= Text under study =
--------------------------------------------------

Dissipation of excess light excitation as heat via modulation of energy transfer from antennae to the reaction centers (non-photochemical quenching, NPQ) provides partial protection against light-induced damage to PSII [8],[9]. Processes leading to reaction center quenching were also implicated in the protection against photoinhibition ([5] and references therein). In cyanobacteria, the qT component of NPQ operates to some extent in the phycobilisomes light-harvesting antenna [10]. The modulation of this process might possibly involve reversible phycobilisomes attachment to PSII [11],[12]. In addition, NPQ, ascribed to the carotene-binding OCP protein, is involved in energy dissipation at the phycobilisomes core [13].

Earlier studies showed that rewetting of a recently dehydrated crust resulted in a complete recovery of the photosynthetic activity, measured by fluorescence, despite the very high light intensity experienced by the cells during desiccation and subsequently [14],[15]. These observations prompted us to study the mechanisms whereby Microcoleus is able to withstand these conditions without severe damage to its photosynthetic machinery. Recently, a model was presented whereby non-radiative charge recombination could help to reduce potential photodamage to reaction center II [5]. Our study demonstrates a reversible, drastic decrease of PSII radiative charge recombination that is triggered by exposure of Microcoleus to light intensities exceeding saturation of oxygen evolution, thus conferring protection against light-induced oxidative stress.

--------------------------------------------------

= Exercise directions =
In the photoprotection text above, condense the paragraph beginning "Earlier studies showed that rewetting" into a bulleted list of its main facts.

--------------------------------------------------

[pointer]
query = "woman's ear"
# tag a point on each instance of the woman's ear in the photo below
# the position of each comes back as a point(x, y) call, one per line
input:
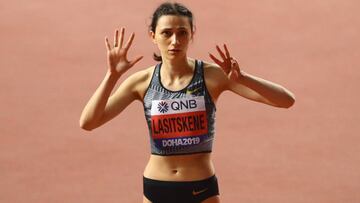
point(152, 36)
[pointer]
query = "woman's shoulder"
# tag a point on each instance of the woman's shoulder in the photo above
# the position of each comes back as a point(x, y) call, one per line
point(213, 70)
point(140, 80)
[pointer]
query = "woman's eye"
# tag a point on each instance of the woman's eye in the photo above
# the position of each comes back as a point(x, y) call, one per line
point(183, 32)
point(166, 33)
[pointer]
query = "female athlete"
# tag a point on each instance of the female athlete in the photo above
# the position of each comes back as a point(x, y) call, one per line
point(179, 96)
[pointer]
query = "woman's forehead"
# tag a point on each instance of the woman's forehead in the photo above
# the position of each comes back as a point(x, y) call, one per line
point(173, 21)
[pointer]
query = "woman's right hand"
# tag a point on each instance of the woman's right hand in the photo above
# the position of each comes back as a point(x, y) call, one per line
point(117, 55)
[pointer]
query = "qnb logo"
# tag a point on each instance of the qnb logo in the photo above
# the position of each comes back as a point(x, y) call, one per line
point(163, 107)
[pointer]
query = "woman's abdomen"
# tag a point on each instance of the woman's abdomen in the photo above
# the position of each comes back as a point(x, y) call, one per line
point(180, 167)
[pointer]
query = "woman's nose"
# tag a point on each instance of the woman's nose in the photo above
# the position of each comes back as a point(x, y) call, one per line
point(174, 39)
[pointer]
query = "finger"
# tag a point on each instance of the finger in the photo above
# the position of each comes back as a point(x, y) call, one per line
point(217, 61)
point(107, 44)
point(116, 37)
point(129, 42)
point(226, 51)
point(136, 60)
point(122, 37)
point(221, 53)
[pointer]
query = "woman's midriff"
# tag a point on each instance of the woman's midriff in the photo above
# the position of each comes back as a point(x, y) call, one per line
point(180, 167)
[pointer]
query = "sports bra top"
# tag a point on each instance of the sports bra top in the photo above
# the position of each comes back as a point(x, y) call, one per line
point(180, 122)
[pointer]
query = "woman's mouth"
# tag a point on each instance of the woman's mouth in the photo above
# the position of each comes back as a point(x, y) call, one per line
point(173, 51)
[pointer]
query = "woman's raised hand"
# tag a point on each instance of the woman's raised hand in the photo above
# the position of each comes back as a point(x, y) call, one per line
point(229, 65)
point(117, 55)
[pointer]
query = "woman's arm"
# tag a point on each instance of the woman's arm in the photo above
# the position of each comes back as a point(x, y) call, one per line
point(261, 90)
point(99, 110)
point(249, 86)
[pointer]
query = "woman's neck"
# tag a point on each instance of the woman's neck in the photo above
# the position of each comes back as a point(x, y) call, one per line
point(175, 69)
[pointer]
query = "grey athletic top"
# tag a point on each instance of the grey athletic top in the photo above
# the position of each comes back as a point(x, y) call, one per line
point(180, 122)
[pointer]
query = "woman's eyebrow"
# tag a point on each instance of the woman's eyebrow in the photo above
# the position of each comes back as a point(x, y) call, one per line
point(168, 28)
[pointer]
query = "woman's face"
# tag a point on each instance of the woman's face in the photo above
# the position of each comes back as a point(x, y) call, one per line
point(172, 36)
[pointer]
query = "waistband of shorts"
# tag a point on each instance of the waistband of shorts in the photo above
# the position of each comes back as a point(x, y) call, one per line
point(149, 180)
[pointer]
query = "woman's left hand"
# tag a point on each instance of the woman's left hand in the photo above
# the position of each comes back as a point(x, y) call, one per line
point(229, 65)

--------------------------------------------------

= Reply to the exercise =
- Earlier studies found that rewetting a recently dehydrated crust fully restored photosynthetic activity, as measured by fluorescence, even though the cells had been exposed to very high light during and after desiccation.
- These findings prompted a study of how Microcoleus withstands such conditions without severe damage to its photosynthetic machinery.
- A recent model proposed that non-radiative charge recombination could help reduce potential photodamage to reaction center II.
- The study shows that exposing Microcoleus to light intensities above saturation of oxygen evolution triggers a reversible, drastic decrease in PSII radiative charge recombination, protecting against light-induced oxidative stress.